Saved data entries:
- - - - - - -
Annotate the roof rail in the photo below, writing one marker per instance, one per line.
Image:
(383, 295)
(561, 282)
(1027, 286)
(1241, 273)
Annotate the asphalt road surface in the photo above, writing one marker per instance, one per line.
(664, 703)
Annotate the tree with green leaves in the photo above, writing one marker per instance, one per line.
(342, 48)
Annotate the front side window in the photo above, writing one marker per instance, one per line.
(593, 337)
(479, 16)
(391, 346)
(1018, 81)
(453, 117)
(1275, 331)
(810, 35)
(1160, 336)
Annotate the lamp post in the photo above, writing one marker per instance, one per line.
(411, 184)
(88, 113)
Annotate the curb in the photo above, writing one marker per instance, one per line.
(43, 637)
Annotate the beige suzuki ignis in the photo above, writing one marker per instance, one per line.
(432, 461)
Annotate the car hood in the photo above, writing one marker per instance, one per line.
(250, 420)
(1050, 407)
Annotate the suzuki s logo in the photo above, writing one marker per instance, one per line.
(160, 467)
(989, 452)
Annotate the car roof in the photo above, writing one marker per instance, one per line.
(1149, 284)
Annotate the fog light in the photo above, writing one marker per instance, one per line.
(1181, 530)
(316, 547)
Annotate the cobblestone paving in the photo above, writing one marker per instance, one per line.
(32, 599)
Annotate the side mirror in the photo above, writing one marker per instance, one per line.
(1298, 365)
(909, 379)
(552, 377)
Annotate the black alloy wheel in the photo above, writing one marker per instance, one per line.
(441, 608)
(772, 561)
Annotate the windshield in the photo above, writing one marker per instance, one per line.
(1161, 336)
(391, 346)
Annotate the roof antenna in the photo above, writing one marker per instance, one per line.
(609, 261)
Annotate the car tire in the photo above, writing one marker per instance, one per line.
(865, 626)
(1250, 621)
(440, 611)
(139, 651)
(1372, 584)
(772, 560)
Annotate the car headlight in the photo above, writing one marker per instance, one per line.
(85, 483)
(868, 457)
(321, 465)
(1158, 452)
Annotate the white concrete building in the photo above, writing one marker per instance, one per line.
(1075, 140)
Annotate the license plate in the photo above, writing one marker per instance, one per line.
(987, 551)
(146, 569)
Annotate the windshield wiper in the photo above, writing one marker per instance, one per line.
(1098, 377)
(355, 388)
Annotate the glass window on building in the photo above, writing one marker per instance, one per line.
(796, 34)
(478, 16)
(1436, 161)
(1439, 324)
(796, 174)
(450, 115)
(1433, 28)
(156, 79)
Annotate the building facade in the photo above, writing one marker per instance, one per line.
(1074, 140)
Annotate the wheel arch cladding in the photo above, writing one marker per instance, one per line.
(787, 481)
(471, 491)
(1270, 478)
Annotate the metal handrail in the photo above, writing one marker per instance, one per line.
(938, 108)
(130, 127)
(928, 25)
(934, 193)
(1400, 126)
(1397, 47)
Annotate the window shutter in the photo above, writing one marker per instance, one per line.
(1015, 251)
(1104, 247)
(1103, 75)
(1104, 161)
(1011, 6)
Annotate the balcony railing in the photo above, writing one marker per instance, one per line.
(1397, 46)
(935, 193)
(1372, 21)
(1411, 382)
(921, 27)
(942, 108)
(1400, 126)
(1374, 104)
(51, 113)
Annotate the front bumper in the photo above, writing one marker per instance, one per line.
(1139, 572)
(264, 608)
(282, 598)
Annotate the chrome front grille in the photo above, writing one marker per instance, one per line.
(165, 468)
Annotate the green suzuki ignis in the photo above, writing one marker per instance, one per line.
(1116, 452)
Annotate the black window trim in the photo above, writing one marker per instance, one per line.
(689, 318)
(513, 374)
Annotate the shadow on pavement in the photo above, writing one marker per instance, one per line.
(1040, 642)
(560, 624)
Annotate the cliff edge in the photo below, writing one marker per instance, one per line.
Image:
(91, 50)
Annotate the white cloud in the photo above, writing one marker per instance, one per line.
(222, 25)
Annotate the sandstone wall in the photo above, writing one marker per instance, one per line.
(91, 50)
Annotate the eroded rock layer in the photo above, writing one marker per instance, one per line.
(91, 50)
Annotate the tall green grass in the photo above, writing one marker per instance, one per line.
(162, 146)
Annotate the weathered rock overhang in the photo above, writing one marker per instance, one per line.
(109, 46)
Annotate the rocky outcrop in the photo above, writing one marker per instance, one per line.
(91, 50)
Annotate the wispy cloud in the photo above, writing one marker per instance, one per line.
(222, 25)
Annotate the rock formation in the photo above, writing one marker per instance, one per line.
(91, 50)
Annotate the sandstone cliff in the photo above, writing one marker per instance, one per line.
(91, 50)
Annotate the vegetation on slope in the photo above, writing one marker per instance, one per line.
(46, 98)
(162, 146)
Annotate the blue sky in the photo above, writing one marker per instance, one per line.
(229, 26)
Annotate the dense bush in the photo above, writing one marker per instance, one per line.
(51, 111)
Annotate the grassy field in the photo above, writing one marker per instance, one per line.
- - - - - - -
### EXERCISE DESCRIPTION
Can you restate every record above word for word?

### ANSWER TO THE PROBLEM
Annotate the roof rail in the photo below, writing one marker per instance, one per line.
Image:
(383, 295)
(561, 282)
(1027, 286)
(1241, 273)
Annotate the asphalt road surface in the photo above, writing one marker per instance, one per line.
(664, 703)
Annotate the tree with green leaves in the photo above, writing one marker per instance, one per line.
(342, 48)
Annotate the front side window in the photo above, writing one marker per instance, one per line.
(593, 337)
(479, 16)
(391, 346)
(1018, 81)
(453, 117)
(1275, 331)
(810, 35)
(1160, 336)
Annotate the lamp post in the photo above, writing one marker per instance, one per line.
(411, 184)
(88, 113)
Annotate the curb in the photo above, writing one marker per instance, one per line.
(43, 637)
Annotate the beige suzuki ignis in the photo above, writing one marker per instance, one per line.
(432, 461)
Annotate the car hood in the photo above, writing one marker per instance, one per line.
(250, 420)
(1050, 407)
Annotate the suzuki s logo in the photo above, writing one marker per instance, one per line.
(160, 467)
(989, 452)
Annotate the car roof in the photo above, writing one marker per instance, one per line.
(1149, 284)
Annotate the fog light in the photo above, writing one marker per instance, one per line.
(1181, 530)
(316, 547)
Annotate the cobblestone paving in the photo above, writing one marker per instance, one per line.
(32, 599)
Annotate the side mirror in the photo above, writing one marker per instance, one per line.
(1298, 365)
(909, 379)
(552, 377)
Annotate the black alloy wheel in the photo above, writing one marker per instance, one per line.
(441, 608)
(772, 561)
Annotate the windshield in the photo above, writing one marker per instance, one per line.
(1161, 336)
(391, 346)
Annotate the roof antenna in the photo above, writing one marker per instance, one per line.
(609, 261)
Annotate the car tire in the photo above, writing one marker per instance, one per line.
(865, 626)
(1250, 621)
(440, 611)
(139, 651)
(1372, 584)
(772, 560)
Annotate the car headlight in the photo above, writing one marker per instance, one per line.
(85, 483)
(868, 457)
(321, 465)
(1158, 452)
Annotate the white concrete building in the photo above, writing one marker per instance, one per line.
(1075, 140)
Annotate the license plate in the photo above, writing one marker per instance, one per line.
(987, 551)
(146, 569)
Annotate the windshield wiper in the photo above, writing one marker per instance, one per line.
(1098, 377)
(355, 388)
Annotate the glass window on building in the photo above, writing one marker per instance, one per line.
(796, 34)
(478, 16)
(1436, 161)
(1439, 324)
(796, 174)
(450, 115)
(1433, 28)
(156, 79)
Annotate the building facade in the photo above, writing one marker per instance, one per line.
(1074, 140)
Annotate the wheel arch cladding in the photo above, writing one marker per instance, one per line.
(787, 481)
(471, 491)
(1270, 478)
Annotate the metal handrail in the photo above, writing one marker per instance, one per line.
(938, 108)
(130, 127)
(928, 25)
(934, 193)
(1400, 126)
(1397, 47)
Annotate the window shutter in the photo above, writing one marker per instance, one per line.
(1015, 251)
(1104, 247)
(1103, 75)
(1104, 161)
(1011, 6)
Annotate the balcony railing in the photo above, writing one marker per instance, one per line.
(1397, 46)
(935, 193)
(1372, 21)
(1411, 382)
(921, 27)
(942, 108)
(1400, 126)
(1374, 104)
(51, 113)
Annotate the front bumper in the photo above, writing one marker per instance, one per line.
(1139, 572)
(264, 608)
(282, 598)
Annotate the chrome front grille in the photo above, writing one marker per instance, one per line.
(165, 468)
Annotate the green suzuki ignis in the photo above, writing one marker per instance, one per line.
(1116, 452)
Annotate the black window trim in the photo above, writing one marker per instance, one per line.
(689, 318)
(513, 374)
Annotate the shadow on pavement in the photo above, writing one marker per instance, one per line.
(1040, 642)
(560, 624)
Annotate the cliff edge in the photo below, writing one marker per instance, one per line.
Image:
(91, 50)
Annotate the white cloud in the photo above, writing one marker per instance, one per line.
(222, 25)
Annotate the sandstone wall in the photo above, writing one marker per instance, one per line.
(91, 50)
Annotate the eroded rock layer in the photo above, writing one marker per instance, one per line.
(91, 50)
Annotate the tall green grass in the photo above, writing one marker per instance, one per line.
(162, 146)
Annotate the weathered rock overhang in the photo above, writing one marker per instance, one per line.
(109, 46)
Annotate the rocky outcrop in the photo above, writing one marker per instance, one per line.
(91, 50)
Annotate the wispy cloud in the photo above, writing one marker per instance, one per line.
(222, 25)
Annotate the rock formation in the photo above, writing one marker per instance, one per line.
(91, 50)
Annotate the sandstone cliff in the photo above, writing one marker per instance, one per line.
(91, 50)
Annotate the vegetation on slope in the photo above, writing one marker per instance, one per line.
(46, 98)
(162, 146)
Annotate the blue sky in the photo above, writing one marker per instance, one per line.
(229, 26)
Annotate the dense bush in the photo above, writing one marker per instance, one per line.
(51, 111)
Annotate the grassy field in the photo above, writing one marker per instance, one per line.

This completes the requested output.